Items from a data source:

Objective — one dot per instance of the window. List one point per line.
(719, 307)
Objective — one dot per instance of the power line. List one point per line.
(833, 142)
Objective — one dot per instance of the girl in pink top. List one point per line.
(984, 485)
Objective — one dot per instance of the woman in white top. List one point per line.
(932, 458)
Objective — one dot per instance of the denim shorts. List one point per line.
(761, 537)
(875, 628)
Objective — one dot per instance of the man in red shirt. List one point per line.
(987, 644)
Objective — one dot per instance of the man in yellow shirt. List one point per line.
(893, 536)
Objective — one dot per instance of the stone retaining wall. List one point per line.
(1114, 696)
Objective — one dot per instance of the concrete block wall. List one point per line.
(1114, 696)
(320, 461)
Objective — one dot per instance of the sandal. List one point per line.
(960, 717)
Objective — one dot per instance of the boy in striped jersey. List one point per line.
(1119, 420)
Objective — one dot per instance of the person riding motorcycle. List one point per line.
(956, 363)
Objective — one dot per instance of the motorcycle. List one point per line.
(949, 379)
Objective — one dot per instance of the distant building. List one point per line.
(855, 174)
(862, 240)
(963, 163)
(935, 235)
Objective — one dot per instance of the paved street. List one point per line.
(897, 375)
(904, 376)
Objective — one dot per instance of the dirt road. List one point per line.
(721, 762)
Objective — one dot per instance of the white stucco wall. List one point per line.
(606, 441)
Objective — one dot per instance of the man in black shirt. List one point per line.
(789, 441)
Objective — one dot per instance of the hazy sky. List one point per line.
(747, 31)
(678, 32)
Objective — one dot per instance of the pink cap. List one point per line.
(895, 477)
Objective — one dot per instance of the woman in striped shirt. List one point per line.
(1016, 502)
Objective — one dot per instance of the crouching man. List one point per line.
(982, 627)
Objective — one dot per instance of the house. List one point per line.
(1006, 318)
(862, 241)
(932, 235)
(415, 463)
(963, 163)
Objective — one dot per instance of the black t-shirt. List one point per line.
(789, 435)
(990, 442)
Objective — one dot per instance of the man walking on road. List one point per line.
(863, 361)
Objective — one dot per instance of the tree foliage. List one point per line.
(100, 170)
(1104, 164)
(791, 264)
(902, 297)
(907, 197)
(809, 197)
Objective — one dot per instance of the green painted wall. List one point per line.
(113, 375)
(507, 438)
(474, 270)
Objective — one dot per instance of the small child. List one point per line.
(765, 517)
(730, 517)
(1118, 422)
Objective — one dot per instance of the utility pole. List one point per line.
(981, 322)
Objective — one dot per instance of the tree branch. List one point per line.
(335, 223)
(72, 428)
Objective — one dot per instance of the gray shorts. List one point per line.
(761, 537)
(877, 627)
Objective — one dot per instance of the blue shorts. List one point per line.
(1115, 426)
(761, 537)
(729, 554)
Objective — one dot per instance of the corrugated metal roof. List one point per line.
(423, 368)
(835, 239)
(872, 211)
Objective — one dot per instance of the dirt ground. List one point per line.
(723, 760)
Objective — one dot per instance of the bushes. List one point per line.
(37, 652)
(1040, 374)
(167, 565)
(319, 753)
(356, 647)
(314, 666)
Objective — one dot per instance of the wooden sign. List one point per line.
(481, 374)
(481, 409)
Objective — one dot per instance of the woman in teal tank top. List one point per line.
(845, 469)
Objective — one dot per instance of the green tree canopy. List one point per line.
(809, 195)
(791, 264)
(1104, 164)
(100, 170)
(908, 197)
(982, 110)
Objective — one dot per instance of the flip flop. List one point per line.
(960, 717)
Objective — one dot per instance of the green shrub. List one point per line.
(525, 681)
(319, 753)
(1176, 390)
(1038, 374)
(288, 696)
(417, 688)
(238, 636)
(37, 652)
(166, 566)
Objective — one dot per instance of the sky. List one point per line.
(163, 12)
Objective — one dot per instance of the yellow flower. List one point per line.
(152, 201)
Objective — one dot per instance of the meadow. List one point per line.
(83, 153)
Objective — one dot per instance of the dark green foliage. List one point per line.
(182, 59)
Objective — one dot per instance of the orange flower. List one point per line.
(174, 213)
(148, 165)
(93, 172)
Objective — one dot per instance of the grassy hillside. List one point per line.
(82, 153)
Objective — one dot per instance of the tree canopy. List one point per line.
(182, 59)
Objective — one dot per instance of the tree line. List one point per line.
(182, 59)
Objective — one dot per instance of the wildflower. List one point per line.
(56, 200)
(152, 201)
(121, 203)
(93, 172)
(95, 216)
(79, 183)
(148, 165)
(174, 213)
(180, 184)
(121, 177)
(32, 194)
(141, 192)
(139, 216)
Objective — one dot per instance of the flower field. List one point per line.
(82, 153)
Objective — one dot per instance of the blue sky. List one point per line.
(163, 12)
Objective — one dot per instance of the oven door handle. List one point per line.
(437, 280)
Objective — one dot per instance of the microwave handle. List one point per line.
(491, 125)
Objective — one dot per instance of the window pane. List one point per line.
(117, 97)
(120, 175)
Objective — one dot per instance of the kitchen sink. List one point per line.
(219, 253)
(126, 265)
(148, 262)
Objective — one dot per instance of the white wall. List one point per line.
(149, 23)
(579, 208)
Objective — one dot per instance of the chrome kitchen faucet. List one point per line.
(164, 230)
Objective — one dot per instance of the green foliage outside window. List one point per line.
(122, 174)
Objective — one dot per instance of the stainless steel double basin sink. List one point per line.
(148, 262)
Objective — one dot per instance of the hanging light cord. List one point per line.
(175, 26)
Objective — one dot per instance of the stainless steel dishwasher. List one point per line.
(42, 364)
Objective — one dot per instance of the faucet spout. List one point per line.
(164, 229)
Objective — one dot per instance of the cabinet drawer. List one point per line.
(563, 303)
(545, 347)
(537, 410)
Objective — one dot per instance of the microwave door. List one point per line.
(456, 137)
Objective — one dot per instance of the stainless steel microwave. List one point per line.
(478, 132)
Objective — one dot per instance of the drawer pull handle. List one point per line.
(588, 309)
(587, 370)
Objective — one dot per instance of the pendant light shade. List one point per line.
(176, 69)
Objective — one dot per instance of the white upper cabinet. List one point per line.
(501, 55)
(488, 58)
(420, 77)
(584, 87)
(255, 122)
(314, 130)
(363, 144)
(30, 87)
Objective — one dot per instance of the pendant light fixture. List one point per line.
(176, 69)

> **DIRECTIONS FOR THIS TASK**
Return all of the lines above exactly, with none omitted.

> **FINISHED TASK**
Objective — one dot per instance of the window. List one point per line.
(719, 307)
Objective — one dot per instance of the power line. List one point per line.
(833, 142)
Objective — one dot per instance of the girl in pink top. List one point per line.
(984, 485)
Objective — one dot per instance of the woman in white top. List one point per line.
(932, 458)
Objective — one dot per instance of the denim shorts. List one point per line.
(761, 537)
(875, 628)
Objective — one dot per instance of the man in red shirt. List one point per line.
(987, 644)
Objective — one dot per instance of the man in yellow shirt. List one point per line.
(893, 536)
Objective — one dot per instance of the stone retaining wall. List one point per line.
(1114, 696)
Objective — one dot per instance of the concrete block wall. List one point per line.
(1114, 696)
(320, 461)
Objective — one dot per instance of the sandal. List one point per line.
(960, 717)
Objective — one dot per instance of the boy in striped jersey. List one point per line.
(1119, 420)
Objective — one dot per instance of the person riding motorcycle. List one point per line.
(956, 363)
Objective — one dot per instance of the motorcycle. List one point per line.
(949, 379)
Objective — one dot per instance of the distant building. List one point per line.
(855, 174)
(862, 240)
(963, 163)
(935, 235)
Objective — one dot per instance of the paved street. List one point per line.
(897, 375)
(904, 376)
Objective — one dot per instance of the dirt road. List one point per line.
(721, 762)
Objective — one dot per instance of the white stucco wall. List one point per line.
(606, 441)
Objective — one dot per instance of the man in black shirt. List one point per line.
(789, 441)
Objective — one dot per instance of the hazy sky. List one point per line.
(747, 31)
(678, 32)
Objective — one dot per instance of the pink cap. List one point per line.
(895, 477)
Objective — one dot per instance of the woman in striped shirt. List one point per line.
(1016, 502)
Objective — one dot per instance of the crouching man. List one point per line.
(982, 627)
Objective — one dot per instance of the house. List one point per line.
(1006, 318)
(862, 241)
(932, 235)
(415, 463)
(963, 163)
Objective — one dot per instance of the black t-shirt. List one point per line.
(789, 435)
(990, 442)
Objective — one dot per instance of the man walking on road. List one point per line.
(863, 361)
Objective — one dot per instance of the tree foliage. List one point per line.
(100, 170)
(1104, 164)
(791, 264)
(902, 297)
(907, 197)
(809, 197)
Objective — one dot per instance of the green painted wall. List one point per line.
(113, 375)
(507, 438)
(474, 270)
Objective — one dot per instance of the small child. List one point per line.
(765, 517)
(730, 517)
(1118, 422)
Objective — one dot per instance of the utility pole. List one point per line.
(981, 322)
Objective — one dot per instance of the tree branch. List one point per line.
(335, 223)
(72, 428)
Objective — one dot per instance of the gray shorts. List one point per line.
(761, 537)
(877, 627)
Objective — one dot per instance of the blue shorts. List one point per line.
(1115, 426)
(761, 537)
(729, 554)
Objective — one dot per instance of the corrugated metal roof. List one point per line.
(423, 368)
(835, 239)
(872, 211)
Objective — one dot per instance of the dirt ground. List one point per line.
(723, 760)
Objective — one dot per instance of the bushes. List one point per line.
(37, 652)
(1040, 374)
(167, 565)
(319, 753)
(356, 647)
(314, 666)
Objective — one dot per instance of the wooden sign. List one point per line.
(481, 374)
(481, 409)
Objective — one dot per instance of the woman in teal tank top. List one point per line.
(845, 469)
Objective — one dot per instance of the green tree canopy. List one point per line.
(809, 195)
(791, 264)
(1104, 164)
(100, 170)
(908, 197)
(982, 110)
Objective — one dot per instance of the flip flop. List one point per line.
(960, 717)
Objective — one dot per instance of the green shrub. List one point per line.
(525, 681)
(319, 753)
(1176, 390)
(1038, 374)
(288, 696)
(417, 688)
(238, 636)
(37, 652)
(166, 566)
Objective — one dot per instance of the sky. List one point per line.
(163, 12)
Objective — one dot per instance of the yellow flower. List one point per line.
(152, 201)
Objective — one dot per instance of the meadow. List one point per line.
(83, 153)
Objective — one dot per instance of the dark green foliage. List one point per line.
(182, 59)
Objective — one dot per instance of the orange flower. List one point per line.
(174, 213)
(148, 165)
(93, 172)
Objective — one dot per instance of the grassy hillside. List one point per line.
(82, 153)
Objective — one dot per instance of the tree canopy. List one point per line.
(182, 59)
Objective — one dot per instance of the tree line. List one point per line.
(182, 59)
Objective — one dot per instance of the wildflower. List one point per line.
(56, 200)
(152, 201)
(121, 203)
(93, 172)
(95, 216)
(79, 183)
(148, 165)
(174, 213)
(180, 184)
(121, 177)
(32, 194)
(141, 192)
(139, 216)
Objective — one dot per instance of the flower field. List one point per line.
(82, 153)
Objective — one dot per instance of the blue sky. List one point per line.
(163, 12)
Objective — one dot per instance of the oven door handle. List one point per line.
(437, 280)
Objective — one dot per instance of the microwave handle. List one point per line.
(491, 125)
Objective — one dot per instance of the window pane. List one point per line.
(117, 97)
(120, 175)
Objective — one dot per instance of the kitchen sink. List one point per line.
(219, 253)
(126, 265)
(148, 262)
Objective — one dot per instance of the white wall. List one point per line.
(149, 23)
(579, 208)
Objective — one dot per instance of the chrome kitchen faucet. List one point per line.
(164, 230)
Objective — one dot per instance of the green foliage outside window. List one point per line.
(122, 174)
Objective — one dot per instance of the stainless steel double basin sink. List one point per line.
(148, 262)
Objective — one dot per instance of the hanging light cord. List one point per line.
(175, 26)
Objective — one dot per instance of the stainless steel dishwasher. List one point per line.
(42, 364)
Objective — one dot per instance of the faucet spout. List one point per line.
(164, 229)
Objective — one dot per instance of the cabinet drawer. List one point per line.
(563, 303)
(545, 347)
(537, 410)
Objective — one dot per instance of the microwave door. List one point per line.
(456, 137)
Objective — one dot per instance of the stainless steel microwave. List one point per line.
(478, 132)
Objective — one dot per instance of the drawer pull handle. List one point per line.
(588, 309)
(587, 370)
Objective — one dot per instance of the pendant light shade. List one point per line.
(176, 69)
Objective — one dot per instance of the white upper cabinet. List one point per line.
(501, 55)
(488, 58)
(420, 77)
(584, 87)
(255, 122)
(314, 130)
(363, 144)
(30, 87)
Objective — one dot per instance of the pendant light fixture. List one point per line.
(176, 69)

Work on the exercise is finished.